PROBLEMS TO WORK ON:
**A.** From the article on nanoparticle antibodies, return the passage from "For nanomedicine to" up to and including "immune system attack.", copied word for word.
**B.** How would you say this sentence from the article on nanoparticle antibodies in Spanish: "Their work is described in a Jan. 14, 2019, study in Nature Nanotechnology."
**C.** In the article on nanoparticle antibodies, which complement protein binds to the immunoglobulins and targets the nanoparticle for immune attack?

GIVEN PASSAGE:
══════

Antibodies on nanoparticle surfaces may foster or fluster therapies

For nanomedicine to achieve the envisioned breakthroughs in disease treatment, scientists must learn why the immune system often responds inhospitably to these therapies. An NIH-funded team at the University of Colorado (UC) has assembled a clearer picture of the molecular activity that occurs when nanoparticles injected into the body are marked for immune system attack. 

With support from the National Institute of Biomedical Imaging (NIBIB) and the National Cancer Institute (NCI), the team led by Dmitri Simberg, Ph.D., associate professor of pharmaceutical sciences at UC, looked at the composition of the nanoparticle corona—proteins that form a shell around the nanoparticle once it is introduced to the bloodstream. Among the corona proteins are natural antibodies that are part of each person’s unique immunologic makeup. Simberg’s study found that these natural antibodies lead some people to mount an immune system attack on the nanoparticles prepared to treat their conditions. Their work is described in a Jan. 14, 2019, study in Nature Nanotechnology.

With his NIBIB grant, Simberg studies the complement system—an aspect of the immune system that originates from birth and is programmed to switch on when confronted by harmful viruses and bacteria. Their studies explore how the complement system becomes activated by nanoparticles—and how to create new designs that could serve to prevent that activation and the adverse results that can occur in patients’ bodies.

Nanoparticles are microscopic structures—smaller than 100 nanometers in diameter— designed to locate and interrupt disease processes in the body. They may also be composed of metals that can be detected during diagnostic imaging once they have traveled to a specified region of the body. Simberg’s team performed tests that included nanoparticles containing iron, as well as two other nanoparticles of a type called liposomes, both of which are approved for treatment of breast cancer and gastrointestinal cancer. They ran their tests in the laboratory, observing molecular activity in two forms of blood products—serum and plasma from healthy donors and plasma alone from donors diagnosed with metastatic breast cancer.

The team observed that natural antibodies, called immunoglobulins, were among other proteins that formed on the nanoparticle corona. In the presence of immunoglobulins, a complement protein called C3, bound to those immunoglobulins, which was the switch that targeted the nanoparticle for immune attack. In the body, this process results in the destruction of the nanoparticle before it can impart any benefit or could result in a dangerous, sudden immune response, called anaphylaxis.

To further demonstrate the immune triggering mechanism, the team removed the natural antibodies from the blood-product samples and observed that the complementary immune activation did not result. When they returned antibodies to the blood products, complement activation occurred as before or even stronger.

══════

PROVIDED DATA:

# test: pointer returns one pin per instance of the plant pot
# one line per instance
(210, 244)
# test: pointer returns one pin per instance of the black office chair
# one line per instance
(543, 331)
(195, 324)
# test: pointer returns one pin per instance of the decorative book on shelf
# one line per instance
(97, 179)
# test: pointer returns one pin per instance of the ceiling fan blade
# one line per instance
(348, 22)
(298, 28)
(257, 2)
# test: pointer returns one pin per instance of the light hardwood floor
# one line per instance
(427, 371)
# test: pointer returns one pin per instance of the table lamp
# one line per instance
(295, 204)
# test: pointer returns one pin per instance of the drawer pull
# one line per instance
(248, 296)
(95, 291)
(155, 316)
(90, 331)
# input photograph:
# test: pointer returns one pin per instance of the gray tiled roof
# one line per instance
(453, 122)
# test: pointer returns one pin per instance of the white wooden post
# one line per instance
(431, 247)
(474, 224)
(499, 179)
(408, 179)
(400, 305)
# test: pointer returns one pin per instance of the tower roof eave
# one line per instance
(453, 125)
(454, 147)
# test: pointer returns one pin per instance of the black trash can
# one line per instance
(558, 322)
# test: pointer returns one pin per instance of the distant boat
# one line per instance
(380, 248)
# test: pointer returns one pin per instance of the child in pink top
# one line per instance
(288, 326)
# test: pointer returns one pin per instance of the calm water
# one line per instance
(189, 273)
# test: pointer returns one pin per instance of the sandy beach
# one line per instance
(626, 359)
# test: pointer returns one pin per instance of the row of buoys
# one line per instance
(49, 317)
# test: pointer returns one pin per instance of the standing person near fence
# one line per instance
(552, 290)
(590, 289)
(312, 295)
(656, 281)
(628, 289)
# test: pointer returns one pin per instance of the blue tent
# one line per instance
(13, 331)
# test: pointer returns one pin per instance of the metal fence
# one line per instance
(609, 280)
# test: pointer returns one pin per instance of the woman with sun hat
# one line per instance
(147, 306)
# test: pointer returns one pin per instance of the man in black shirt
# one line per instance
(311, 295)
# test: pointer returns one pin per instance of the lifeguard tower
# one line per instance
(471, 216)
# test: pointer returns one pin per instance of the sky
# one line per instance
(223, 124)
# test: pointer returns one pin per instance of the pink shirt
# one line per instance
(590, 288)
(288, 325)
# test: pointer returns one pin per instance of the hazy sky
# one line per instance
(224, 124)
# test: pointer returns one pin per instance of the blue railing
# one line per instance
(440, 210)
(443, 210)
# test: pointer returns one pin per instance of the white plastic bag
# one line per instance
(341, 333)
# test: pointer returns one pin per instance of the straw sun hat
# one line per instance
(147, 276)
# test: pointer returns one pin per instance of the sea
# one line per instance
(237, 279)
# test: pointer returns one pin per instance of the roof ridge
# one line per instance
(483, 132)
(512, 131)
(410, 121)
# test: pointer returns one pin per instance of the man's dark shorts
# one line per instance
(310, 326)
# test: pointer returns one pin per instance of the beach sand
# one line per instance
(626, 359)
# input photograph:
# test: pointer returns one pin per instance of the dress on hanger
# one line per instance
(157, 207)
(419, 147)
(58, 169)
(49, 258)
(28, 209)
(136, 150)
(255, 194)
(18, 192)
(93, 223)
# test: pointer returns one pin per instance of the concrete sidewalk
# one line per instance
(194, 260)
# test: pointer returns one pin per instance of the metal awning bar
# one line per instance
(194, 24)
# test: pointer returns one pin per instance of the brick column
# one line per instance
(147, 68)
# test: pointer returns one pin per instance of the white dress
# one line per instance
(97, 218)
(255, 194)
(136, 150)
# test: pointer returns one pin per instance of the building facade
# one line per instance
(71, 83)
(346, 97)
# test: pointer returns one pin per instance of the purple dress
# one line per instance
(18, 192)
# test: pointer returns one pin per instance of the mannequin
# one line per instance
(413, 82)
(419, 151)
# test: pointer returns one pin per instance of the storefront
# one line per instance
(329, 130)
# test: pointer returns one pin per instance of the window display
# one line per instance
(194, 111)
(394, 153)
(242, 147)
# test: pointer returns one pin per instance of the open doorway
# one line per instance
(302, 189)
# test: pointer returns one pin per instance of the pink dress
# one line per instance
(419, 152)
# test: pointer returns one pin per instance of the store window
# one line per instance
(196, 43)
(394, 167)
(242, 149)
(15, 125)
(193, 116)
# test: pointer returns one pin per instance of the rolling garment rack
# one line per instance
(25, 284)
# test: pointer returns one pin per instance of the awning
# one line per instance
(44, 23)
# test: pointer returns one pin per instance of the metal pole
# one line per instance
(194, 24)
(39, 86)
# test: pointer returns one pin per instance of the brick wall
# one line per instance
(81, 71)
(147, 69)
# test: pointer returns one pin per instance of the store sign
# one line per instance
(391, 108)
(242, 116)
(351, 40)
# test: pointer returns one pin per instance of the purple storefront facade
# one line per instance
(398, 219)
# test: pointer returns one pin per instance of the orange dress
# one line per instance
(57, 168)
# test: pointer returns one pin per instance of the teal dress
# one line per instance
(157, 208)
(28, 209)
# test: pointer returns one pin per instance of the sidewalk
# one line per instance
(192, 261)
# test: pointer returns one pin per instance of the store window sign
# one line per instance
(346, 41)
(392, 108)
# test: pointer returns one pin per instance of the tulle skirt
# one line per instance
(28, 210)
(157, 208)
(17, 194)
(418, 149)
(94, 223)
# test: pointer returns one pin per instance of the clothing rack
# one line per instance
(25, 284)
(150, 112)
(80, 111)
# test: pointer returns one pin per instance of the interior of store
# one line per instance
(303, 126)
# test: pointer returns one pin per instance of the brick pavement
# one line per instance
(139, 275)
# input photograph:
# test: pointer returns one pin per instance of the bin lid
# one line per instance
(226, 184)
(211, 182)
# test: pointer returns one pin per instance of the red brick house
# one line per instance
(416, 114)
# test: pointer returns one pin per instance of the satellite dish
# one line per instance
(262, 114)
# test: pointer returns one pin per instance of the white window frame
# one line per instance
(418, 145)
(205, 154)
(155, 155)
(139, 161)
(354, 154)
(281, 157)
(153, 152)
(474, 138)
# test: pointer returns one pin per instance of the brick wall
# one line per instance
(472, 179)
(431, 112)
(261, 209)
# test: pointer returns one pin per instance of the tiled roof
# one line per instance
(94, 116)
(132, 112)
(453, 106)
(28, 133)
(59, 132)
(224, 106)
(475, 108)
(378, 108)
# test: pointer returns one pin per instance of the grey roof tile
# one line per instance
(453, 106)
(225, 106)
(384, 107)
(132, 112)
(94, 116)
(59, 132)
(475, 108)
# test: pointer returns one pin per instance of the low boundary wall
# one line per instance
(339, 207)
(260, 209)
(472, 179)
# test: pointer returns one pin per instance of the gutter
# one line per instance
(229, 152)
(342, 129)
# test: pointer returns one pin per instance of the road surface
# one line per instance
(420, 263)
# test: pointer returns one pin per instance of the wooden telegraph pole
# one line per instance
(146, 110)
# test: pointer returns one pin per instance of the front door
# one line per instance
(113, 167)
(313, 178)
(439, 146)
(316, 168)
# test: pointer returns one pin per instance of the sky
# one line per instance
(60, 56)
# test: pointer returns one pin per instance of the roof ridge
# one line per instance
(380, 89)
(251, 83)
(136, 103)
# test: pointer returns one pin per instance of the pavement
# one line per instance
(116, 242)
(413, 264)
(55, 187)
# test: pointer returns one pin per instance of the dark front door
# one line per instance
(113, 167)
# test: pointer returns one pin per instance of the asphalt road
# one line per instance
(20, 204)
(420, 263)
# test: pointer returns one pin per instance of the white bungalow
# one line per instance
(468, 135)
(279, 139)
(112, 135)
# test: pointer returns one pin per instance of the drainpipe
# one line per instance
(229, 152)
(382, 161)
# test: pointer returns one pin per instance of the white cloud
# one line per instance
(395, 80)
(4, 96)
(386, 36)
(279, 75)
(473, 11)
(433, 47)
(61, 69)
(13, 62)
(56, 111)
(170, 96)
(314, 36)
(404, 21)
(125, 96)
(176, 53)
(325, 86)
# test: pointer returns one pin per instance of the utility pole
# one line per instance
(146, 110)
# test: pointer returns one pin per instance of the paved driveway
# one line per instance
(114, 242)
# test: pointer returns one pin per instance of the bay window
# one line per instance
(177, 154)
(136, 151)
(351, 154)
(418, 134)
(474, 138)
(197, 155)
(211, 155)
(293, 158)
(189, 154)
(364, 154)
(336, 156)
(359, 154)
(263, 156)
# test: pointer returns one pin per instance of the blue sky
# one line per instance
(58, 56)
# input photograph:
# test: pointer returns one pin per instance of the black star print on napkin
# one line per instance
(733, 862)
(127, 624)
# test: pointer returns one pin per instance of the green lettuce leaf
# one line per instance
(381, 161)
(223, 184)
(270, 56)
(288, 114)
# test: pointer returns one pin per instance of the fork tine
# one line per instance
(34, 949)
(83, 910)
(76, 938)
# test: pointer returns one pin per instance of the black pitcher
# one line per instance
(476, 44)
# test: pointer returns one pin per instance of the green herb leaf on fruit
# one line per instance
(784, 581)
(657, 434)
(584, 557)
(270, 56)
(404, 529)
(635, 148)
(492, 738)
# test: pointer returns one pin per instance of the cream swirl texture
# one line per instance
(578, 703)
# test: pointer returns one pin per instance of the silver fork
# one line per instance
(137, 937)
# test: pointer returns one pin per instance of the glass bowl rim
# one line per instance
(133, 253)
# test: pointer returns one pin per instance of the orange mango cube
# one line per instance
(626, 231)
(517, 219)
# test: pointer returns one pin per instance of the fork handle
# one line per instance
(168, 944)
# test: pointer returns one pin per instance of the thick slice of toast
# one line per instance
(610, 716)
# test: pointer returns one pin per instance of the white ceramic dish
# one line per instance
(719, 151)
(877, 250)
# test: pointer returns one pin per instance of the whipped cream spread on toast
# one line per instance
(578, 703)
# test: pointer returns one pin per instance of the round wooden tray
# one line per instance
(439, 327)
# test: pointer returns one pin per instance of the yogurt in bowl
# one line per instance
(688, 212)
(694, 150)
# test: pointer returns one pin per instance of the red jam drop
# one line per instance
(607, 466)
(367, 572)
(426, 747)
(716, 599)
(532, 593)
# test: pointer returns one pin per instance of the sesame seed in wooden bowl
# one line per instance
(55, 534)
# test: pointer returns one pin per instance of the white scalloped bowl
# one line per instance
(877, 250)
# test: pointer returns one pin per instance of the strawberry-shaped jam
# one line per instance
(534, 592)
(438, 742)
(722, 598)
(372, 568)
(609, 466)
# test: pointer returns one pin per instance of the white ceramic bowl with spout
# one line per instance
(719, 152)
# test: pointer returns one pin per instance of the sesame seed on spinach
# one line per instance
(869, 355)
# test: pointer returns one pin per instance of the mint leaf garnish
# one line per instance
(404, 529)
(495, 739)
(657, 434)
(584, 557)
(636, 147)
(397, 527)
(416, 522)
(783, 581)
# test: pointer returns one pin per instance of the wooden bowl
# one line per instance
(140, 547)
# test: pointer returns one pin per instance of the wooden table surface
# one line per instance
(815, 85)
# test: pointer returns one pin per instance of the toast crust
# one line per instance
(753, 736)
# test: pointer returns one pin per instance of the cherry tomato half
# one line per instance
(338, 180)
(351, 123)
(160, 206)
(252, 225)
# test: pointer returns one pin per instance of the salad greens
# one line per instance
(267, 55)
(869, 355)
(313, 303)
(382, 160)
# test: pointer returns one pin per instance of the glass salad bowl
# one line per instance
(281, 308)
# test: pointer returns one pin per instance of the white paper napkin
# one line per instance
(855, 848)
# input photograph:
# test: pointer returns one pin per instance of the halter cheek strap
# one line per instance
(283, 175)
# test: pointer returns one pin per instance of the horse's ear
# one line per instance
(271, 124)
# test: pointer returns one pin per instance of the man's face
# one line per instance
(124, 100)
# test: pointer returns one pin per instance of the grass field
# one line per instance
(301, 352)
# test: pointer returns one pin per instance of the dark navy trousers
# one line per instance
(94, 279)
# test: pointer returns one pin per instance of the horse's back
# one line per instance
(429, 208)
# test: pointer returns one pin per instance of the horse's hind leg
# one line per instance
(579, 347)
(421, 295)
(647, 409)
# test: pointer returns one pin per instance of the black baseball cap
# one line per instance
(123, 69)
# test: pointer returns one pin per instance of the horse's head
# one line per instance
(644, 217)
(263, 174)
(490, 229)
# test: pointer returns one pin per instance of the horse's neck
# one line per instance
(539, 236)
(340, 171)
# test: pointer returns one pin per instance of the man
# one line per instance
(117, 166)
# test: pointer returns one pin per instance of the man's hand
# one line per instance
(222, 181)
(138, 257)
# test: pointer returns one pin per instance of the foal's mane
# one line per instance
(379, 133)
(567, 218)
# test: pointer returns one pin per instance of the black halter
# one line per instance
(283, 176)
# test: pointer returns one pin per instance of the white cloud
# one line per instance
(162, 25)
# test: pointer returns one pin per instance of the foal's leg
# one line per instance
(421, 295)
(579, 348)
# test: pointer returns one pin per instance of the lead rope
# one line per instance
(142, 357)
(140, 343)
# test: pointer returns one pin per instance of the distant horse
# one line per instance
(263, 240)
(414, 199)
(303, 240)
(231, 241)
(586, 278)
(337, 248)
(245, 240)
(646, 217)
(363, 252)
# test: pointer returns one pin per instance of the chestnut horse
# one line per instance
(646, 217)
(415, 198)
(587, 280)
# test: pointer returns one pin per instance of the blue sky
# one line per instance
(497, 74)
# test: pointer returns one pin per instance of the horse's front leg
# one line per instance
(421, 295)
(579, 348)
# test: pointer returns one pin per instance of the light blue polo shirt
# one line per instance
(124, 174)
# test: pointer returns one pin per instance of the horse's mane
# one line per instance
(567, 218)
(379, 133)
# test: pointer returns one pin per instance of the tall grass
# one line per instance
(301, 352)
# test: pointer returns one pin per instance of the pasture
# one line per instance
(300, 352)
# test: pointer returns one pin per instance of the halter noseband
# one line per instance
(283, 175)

══════

SOLUTIONS:
**A.**
For nanomedicine to achieve the envisioned breakthroughs in disease treatment, scientists must learn why the immune system often responds inhospitably to these therapies. An NIH-funded team at the University of Colorado (UC) has assembled a clearer picture of the molecular activity that occurs when nanoparticles injected into the body are marked for immune system attack.

**B.** Su trabajo se describe en un estudio del 14 de enero de 2019 en Nature Nanotechnology.

**C.** C3